## START
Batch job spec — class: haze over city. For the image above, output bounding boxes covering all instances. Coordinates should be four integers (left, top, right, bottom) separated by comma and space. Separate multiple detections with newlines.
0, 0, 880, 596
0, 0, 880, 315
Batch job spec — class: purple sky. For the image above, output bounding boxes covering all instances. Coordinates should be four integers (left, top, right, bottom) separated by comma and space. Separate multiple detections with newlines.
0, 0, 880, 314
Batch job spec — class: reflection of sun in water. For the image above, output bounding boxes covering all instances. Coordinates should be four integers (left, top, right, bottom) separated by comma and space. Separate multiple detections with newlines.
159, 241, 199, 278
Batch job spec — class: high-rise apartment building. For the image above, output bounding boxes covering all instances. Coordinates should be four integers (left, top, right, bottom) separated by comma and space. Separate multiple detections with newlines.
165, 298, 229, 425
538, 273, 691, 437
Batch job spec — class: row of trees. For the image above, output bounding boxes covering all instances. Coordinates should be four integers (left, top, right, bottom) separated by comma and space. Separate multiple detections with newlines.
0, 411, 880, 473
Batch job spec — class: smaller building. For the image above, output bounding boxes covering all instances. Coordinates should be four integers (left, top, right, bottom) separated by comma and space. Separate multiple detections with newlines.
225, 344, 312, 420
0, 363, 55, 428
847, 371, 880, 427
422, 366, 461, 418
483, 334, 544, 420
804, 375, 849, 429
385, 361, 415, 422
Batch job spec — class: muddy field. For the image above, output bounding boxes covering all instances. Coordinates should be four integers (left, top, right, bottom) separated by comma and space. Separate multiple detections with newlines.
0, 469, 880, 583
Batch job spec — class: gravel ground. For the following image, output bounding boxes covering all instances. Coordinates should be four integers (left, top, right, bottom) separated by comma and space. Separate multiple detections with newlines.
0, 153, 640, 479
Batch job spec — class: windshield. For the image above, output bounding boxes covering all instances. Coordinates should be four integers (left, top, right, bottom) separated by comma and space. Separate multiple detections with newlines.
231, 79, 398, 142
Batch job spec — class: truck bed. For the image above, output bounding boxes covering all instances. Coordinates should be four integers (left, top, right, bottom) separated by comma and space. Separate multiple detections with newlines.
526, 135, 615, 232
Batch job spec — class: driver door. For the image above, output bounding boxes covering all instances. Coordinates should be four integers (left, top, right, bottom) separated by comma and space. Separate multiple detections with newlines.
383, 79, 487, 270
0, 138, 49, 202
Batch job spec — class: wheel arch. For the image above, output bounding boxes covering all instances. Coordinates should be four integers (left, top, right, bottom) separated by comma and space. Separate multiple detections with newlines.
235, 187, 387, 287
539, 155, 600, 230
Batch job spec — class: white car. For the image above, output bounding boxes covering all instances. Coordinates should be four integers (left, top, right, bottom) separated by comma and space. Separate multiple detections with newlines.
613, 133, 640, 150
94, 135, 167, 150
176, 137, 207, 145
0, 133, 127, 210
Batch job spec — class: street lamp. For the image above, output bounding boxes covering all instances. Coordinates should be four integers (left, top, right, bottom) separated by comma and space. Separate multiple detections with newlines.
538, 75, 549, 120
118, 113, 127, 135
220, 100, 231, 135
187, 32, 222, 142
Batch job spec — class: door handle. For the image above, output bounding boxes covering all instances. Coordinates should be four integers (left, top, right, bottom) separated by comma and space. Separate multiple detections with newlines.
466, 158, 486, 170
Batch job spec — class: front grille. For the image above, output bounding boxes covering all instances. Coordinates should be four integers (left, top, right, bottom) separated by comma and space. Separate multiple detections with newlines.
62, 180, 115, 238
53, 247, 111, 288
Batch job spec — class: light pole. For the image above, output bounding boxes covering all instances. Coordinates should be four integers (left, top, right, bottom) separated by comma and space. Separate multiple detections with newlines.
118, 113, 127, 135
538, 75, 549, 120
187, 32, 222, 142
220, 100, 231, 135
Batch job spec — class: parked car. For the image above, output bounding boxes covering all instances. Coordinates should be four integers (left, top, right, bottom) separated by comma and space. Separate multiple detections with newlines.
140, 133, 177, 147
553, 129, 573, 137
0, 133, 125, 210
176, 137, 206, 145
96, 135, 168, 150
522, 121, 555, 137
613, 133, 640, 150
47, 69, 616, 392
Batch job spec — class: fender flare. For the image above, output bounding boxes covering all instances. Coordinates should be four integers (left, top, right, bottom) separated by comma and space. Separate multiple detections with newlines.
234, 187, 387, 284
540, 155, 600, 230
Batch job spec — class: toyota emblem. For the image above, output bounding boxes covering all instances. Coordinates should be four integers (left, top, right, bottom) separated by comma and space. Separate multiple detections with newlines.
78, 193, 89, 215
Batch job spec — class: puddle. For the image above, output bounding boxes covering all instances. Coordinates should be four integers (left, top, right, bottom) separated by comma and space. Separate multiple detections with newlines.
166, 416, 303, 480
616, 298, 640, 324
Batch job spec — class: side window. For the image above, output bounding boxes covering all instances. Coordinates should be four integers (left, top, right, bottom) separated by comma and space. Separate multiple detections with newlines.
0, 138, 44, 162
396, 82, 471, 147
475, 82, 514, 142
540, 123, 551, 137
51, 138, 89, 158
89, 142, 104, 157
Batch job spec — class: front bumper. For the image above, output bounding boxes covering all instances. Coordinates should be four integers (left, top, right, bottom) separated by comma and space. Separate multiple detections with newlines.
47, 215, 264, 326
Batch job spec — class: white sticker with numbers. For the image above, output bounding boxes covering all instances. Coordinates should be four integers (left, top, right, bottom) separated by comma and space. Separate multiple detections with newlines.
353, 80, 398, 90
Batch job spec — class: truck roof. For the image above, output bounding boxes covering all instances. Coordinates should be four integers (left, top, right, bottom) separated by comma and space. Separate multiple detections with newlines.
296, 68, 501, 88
## END
▶ [What needs to be done]:
Transcribe all lines as written.

▶ [Response to the exercise]:
Batch job spec — class: haze over city. For the image above, output bounding boxes covering all instances. Coordinates should be four integers (left, top, right, bottom) separated by comma and space. Separate multiple detections with newlines.
0, 0, 880, 596
0, 0, 880, 315
Batch job spec — class: purple sky. For the image above, output bounding boxes covering all instances. Coordinates should be four integers (left, top, right, bottom) separated by comma and space. Separate multiple detections with newlines.
0, 0, 880, 314
Batch job spec — class: reflection of sun in water. For the image above, output bounding boxes covering all instances. Coordinates should be four integers (left, top, right, bottom) separated by comma and space. Separate multiple detections with newlines.
159, 241, 199, 278
Batch job spec — class: high-rise apartment building. For the image above, output bounding boxes covering all instances. Coordinates should be four integers (left, top, right, bottom) separated by comma and space. Separate multiple detections with newlines.
165, 298, 229, 425
538, 273, 691, 437
Batch job spec — class: row of trees. For the image above, output bounding boxes covering all instances. Coordinates should be four integers (left, top, right, bottom) separated by comma and space. Separate multiple detections with newlines.
0, 411, 880, 473
Batch job spec — class: smaller building. For the image above, output bounding boxes covering all instances. Coordinates should be four integers (left, top, right, bottom) separated by comma and space. Separate multiple detections with newlines.
225, 344, 312, 420
0, 363, 55, 428
847, 371, 880, 427
422, 366, 461, 418
483, 334, 544, 420
804, 375, 849, 429
385, 361, 415, 422
Batch job spec — class: muddy field. For the image above, output bounding boxes covering all instances. Coordinates should be four integers (left, top, right, bottom) separated by comma and space. Separate multiple detections with newlines.
0, 469, 880, 583
Batch job spec — class: gravel ground. For the following image, output bounding boxes covering all instances. Coordinates should be four integers (left, top, right, bottom) separated by comma and space. Separate multiple detections with newlines.
0, 153, 640, 479
Batch job spec — class: windshield. For the image above, output bounding boxes covering all instances. Coordinates should be four integers (left, top, right, bottom) separated by comma and space. Separate multiple detections with newlines.
231, 79, 398, 142
Batch job spec — class: truck bed. For the image above, output bounding boxes covering all instances. Coordinates should be four integers (left, top, right, bottom) separated by comma and space. Separate multiple detections with newlines.
526, 135, 615, 232
Batch job spec — class: driver door. For the image above, output bounding boxes covering all instances. Coordinates should be four integers (left, top, right, bottom) separated by comma and space. Separate multiple detections with newlines.
383, 79, 487, 270
0, 138, 49, 202
Batch job spec — class: wheel arch. For the image above, output bounding boxes covering all instances. Coordinates should be four integers (left, top, right, bottom) separated by comma and space. Separate multiple detections with newlines.
235, 187, 387, 287
539, 155, 600, 230
Batch job spec — class: white car. For the image above, output bounding boxes covering all instances. Coordinates should be four integers (left, top, right, bottom) separated by comma and space. Separate multiple detections with newlines.
613, 133, 640, 150
94, 135, 167, 150
176, 137, 207, 145
0, 133, 127, 210
Batch job spec — class: street lamp. For the image above, output bounding boxes covering all instances. Coordinates should be four integers (left, top, right, bottom) separated by comma and space. Separate multiple detections with newlines.
538, 75, 549, 120
118, 113, 127, 135
220, 100, 231, 135
187, 32, 222, 142
Batch job spec — class: door handle. For the image above, output bounding boxes covering all instances. Coordinates should be four integers (left, top, right, bottom) separated by comma and space. Separate multiple detections with newlines.
466, 158, 486, 170
Batch job spec — class: front grille. For the image above, output bounding boxes covering all instances. Coordinates should be four integers (left, top, right, bottom) separated by comma and space. Separate multiple detections with newlines.
62, 180, 115, 238
53, 247, 111, 288
Batch job spec — class: light pole. For the image above, output bounding boxes covering all instances. Coordinates should be four integers (left, top, right, bottom) separated by comma and space. Separate multiple detections with newlines.
118, 113, 127, 135
538, 75, 549, 120
187, 32, 222, 142
220, 100, 231, 135
Batch job spec — class: parked car. For the image above, output bounding boxes covering all instances. Coordinates should be four integers (left, top, right, bottom) separated by comma and space. Separate multiple detections with newlines.
140, 133, 177, 147
553, 129, 573, 137
0, 133, 125, 210
176, 137, 206, 145
96, 135, 168, 150
522, 121, 555, 137
613, 133, 640, 150
47, 69, 616, 392
Batch job spec — class: fender flare. For the image above, output bounding boxes covering all instances. Coordinates should be four integers (left, top, right, bottom) separated by comma and space. Separate multiple detections with newlines.
234, 187, 387, 284
540, 155, 600, 230
Batch job spec — class: toyota emblem. For the image above, output bounding boxes covering all instances. Coordinates should be four integers (left, top, right, bottom) separated by comma and space. Separate multiple detections with newlines.
78, 193, 89, 215
Batch job spec — class: puddle. For the image above, output bounding boxes covering all instances. Coordinates should be four integers (left, top, right, bottom) separated by comma and space. Separate multiple detections with newlines.
166, 416, 303, 480
616, 298, 640, 324
Batch job spec — class: side window. For the image above, output bounding boxes covering all instances. Coordinates should be four integers (left, top, right, bottom) separated by comma and space. Separate multiple detections with newlines.
0, 138, 44, 162
396, 82, 471, 147
475, 82, 514, 142
540, 123, 551, 137
51, 138, 89, 158
89, 142, 104, 157
Batch job spec — class: front bumper. For the image above, output bounding boxes covering all instances. Coordinates should be four integers (left, top, right, bottom) separated by comma and space. Separate multiple detections with newlines.
47, 215, 264, 326
Batch job spec — class: white sticker with numbers. For the image above, output bounding boxes covering all instances. Coordinates should be four integers (left, top, right, bottom) separated by comma and space. Separate multiple detections with newlines.
353, 80, 398, 90
Batch job spec — class: truck roof. For the image above, output bounding boxes covering all instances. Coordinates should be four integers (left, top, right, bottom) separated by comma and space. Separate multiple detections with newlines.
296, 68, 501, 88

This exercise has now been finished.